*WRITTEN PROBLEM A*
Repeat the part of the omer post below word for word, starting at "Paul wrote a" and ending at "self, worships nature.".

....................

It’s the 29th day of counting the omer. Each day I post a little something to help me count. Previously I wrote a critique of the “god of the gaps” atheist philosophy. Today, a short word about humanism and the worship of self.
Paul wrote a letter to Rome some 1,950 years ago, and that letter is as prescient as ever. It accurately describes what happens when humanity turns away from God:
God’s wrath is revealed from heaven against humanity’s ungodliness and unrighteousness. In unrighteousness they suppress the truth, because what can be known about God is plain to them—for God has shown it to them… Claiming to be wise, they became fools. They exchanged the glory of the immortal God for an image in the form of mortal man and birds and four-footed beasts and creeping things.
Romans 1
What happens when humans turn away from God? They worship people and nature. We often read this as old world idol worship, but in some ways it’s still here today. The secular West worships man, worships self, worships nature.

....................

*WRITTEN PROBLEM B*
Find each line in the listing below that contains the word "beam", and copy those lines.

....................

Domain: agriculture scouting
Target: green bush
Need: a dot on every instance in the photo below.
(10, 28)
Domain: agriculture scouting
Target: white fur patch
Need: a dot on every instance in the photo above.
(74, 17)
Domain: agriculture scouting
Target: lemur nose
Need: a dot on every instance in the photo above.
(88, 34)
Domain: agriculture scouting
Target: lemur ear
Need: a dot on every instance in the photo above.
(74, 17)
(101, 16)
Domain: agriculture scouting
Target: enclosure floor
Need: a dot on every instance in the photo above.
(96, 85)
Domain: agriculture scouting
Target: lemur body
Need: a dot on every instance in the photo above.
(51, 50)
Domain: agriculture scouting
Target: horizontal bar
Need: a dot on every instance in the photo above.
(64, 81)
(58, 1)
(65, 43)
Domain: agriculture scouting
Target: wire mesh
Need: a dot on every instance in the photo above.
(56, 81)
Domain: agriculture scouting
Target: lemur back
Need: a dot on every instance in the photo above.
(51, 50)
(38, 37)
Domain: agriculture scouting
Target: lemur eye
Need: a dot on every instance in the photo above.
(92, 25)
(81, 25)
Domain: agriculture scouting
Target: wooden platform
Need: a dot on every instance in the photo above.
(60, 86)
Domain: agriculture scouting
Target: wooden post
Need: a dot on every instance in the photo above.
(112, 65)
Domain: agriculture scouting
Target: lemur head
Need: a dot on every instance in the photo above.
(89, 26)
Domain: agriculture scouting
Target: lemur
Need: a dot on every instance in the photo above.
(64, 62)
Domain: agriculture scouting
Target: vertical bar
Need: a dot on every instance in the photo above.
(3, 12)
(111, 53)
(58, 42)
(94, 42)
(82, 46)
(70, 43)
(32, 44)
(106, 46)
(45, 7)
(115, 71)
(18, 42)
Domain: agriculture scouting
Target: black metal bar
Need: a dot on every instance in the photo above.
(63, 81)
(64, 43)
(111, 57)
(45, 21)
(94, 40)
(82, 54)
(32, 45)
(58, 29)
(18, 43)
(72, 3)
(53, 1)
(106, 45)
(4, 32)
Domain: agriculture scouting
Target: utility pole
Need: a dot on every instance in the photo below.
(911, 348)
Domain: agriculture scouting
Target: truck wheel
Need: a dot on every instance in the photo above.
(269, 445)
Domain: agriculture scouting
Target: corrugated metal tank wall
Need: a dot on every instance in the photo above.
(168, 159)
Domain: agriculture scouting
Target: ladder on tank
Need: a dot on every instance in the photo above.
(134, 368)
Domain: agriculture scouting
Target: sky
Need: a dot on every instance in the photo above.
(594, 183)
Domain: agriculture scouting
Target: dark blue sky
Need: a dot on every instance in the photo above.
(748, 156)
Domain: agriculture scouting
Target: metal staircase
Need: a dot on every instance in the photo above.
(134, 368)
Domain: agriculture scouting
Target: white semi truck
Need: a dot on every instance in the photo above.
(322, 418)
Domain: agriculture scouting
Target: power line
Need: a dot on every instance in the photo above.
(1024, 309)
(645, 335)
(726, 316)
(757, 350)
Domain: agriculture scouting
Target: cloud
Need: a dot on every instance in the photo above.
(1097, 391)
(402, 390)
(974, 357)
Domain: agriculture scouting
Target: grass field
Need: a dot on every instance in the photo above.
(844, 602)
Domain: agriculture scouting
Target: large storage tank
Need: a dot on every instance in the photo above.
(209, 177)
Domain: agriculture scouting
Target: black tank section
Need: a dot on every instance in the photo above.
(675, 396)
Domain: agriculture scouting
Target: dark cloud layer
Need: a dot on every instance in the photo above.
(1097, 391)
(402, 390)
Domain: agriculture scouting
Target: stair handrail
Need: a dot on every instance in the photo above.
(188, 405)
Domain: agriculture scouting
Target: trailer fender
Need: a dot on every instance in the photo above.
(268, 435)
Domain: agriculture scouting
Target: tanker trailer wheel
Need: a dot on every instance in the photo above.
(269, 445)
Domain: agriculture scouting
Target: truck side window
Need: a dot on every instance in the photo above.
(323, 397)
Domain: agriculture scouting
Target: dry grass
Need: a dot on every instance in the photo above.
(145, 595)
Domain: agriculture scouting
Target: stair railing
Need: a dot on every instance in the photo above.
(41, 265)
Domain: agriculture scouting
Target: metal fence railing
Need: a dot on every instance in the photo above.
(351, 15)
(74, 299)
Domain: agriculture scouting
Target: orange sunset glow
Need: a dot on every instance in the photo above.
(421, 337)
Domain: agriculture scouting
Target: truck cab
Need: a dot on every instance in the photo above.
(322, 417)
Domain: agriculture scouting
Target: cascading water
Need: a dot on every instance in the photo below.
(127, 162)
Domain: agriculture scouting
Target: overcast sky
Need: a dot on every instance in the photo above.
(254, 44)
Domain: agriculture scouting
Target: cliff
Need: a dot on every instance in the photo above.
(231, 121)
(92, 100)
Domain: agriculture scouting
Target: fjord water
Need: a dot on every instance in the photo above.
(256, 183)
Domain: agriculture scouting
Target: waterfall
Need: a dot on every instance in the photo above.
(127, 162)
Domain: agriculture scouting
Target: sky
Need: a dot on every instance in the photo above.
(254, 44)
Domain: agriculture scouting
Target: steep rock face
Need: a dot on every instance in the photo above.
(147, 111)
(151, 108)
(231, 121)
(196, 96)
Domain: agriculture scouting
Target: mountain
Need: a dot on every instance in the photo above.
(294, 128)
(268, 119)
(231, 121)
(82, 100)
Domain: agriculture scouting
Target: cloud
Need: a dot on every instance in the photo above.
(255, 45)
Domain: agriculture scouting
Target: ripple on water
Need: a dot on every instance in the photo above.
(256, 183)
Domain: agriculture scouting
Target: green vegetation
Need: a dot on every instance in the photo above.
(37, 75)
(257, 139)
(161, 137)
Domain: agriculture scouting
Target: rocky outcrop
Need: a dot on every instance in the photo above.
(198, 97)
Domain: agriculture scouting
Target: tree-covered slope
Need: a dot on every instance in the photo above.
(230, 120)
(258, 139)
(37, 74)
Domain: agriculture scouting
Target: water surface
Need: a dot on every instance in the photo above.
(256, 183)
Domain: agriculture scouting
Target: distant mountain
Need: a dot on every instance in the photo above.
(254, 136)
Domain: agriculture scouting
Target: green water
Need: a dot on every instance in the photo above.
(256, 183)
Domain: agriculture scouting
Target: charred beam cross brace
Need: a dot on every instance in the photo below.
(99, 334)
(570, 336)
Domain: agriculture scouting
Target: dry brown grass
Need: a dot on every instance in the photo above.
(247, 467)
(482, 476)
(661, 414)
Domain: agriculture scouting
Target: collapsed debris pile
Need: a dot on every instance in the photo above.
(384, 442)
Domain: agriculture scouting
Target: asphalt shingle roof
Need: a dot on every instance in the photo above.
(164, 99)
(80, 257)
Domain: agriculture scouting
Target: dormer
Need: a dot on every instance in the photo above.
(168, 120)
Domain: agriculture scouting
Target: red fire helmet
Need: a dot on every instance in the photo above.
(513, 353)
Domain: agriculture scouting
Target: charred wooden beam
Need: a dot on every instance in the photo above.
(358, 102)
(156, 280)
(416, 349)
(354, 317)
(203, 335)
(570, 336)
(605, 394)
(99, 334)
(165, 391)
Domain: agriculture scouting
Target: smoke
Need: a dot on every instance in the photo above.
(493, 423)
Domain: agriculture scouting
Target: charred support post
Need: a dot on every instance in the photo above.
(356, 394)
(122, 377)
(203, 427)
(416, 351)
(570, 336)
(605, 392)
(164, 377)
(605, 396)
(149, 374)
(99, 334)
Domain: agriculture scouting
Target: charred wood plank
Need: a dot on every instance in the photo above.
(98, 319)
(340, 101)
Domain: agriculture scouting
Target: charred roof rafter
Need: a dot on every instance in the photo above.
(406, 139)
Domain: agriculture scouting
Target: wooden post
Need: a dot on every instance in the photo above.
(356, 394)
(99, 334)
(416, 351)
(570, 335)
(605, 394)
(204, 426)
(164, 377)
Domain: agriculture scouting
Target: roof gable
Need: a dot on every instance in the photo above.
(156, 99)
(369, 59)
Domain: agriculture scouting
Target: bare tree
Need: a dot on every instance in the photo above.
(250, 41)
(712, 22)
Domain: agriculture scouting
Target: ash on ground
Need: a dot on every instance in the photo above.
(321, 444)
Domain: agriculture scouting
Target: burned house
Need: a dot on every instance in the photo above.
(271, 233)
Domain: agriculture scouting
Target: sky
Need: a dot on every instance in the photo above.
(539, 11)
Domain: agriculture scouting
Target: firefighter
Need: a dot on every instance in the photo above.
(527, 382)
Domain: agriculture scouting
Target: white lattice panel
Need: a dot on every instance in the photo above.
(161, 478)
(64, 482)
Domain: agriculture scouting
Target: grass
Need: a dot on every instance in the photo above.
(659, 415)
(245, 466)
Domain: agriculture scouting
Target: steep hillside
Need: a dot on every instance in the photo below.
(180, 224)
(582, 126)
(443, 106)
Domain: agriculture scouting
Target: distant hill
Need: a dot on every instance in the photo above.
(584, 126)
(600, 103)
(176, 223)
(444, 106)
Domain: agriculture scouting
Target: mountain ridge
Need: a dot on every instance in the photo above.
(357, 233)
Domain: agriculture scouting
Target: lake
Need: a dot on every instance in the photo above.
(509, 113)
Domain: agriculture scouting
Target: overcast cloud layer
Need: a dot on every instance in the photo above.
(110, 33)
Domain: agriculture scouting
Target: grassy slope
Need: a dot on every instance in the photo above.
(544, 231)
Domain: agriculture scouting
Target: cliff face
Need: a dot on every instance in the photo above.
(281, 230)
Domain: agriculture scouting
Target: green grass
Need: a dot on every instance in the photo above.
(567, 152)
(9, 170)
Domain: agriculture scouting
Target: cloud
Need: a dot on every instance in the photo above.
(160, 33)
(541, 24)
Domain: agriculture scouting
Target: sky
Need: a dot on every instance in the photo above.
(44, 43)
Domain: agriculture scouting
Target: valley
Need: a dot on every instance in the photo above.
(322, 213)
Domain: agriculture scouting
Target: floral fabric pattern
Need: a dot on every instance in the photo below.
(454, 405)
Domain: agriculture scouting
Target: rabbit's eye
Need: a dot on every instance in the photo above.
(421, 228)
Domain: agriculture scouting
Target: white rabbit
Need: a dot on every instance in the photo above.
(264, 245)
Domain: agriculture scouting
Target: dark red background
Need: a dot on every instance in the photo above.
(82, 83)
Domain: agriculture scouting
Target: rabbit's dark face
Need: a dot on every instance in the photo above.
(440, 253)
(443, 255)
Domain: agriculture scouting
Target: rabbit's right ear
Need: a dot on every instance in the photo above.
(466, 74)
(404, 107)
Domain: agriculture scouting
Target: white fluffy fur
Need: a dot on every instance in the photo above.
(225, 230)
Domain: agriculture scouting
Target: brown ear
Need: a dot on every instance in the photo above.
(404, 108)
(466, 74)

....................

*COMPLETE ANSWER A*
Paul wrote a letter to Rome some 1,950 years ago, and that letter is as prescient as ever. It accurately describes what happens when humanity turns away from God:
God’s wrath is revealed from heaven against humanity’s ungodliness and unrighteousness. In unrighteousness they suppress the truth, because what can be known about God is plain to them—for God has shown it to them… Claiming to be wise, they became fools. They exchanged the glory of the immortal God for an image in the form of mortal man and birds and four-footed beasts and creeping things.
Romans 1
What happens when humans turn away from God? They worship people and nature. We often read this as old world idol worship, but in some ways it’s still here today. The secular West worships man, worships self, worships nature.

*COMPLETE ANSWER B*
Target: charred beam cross brace
Target: charred wooden beam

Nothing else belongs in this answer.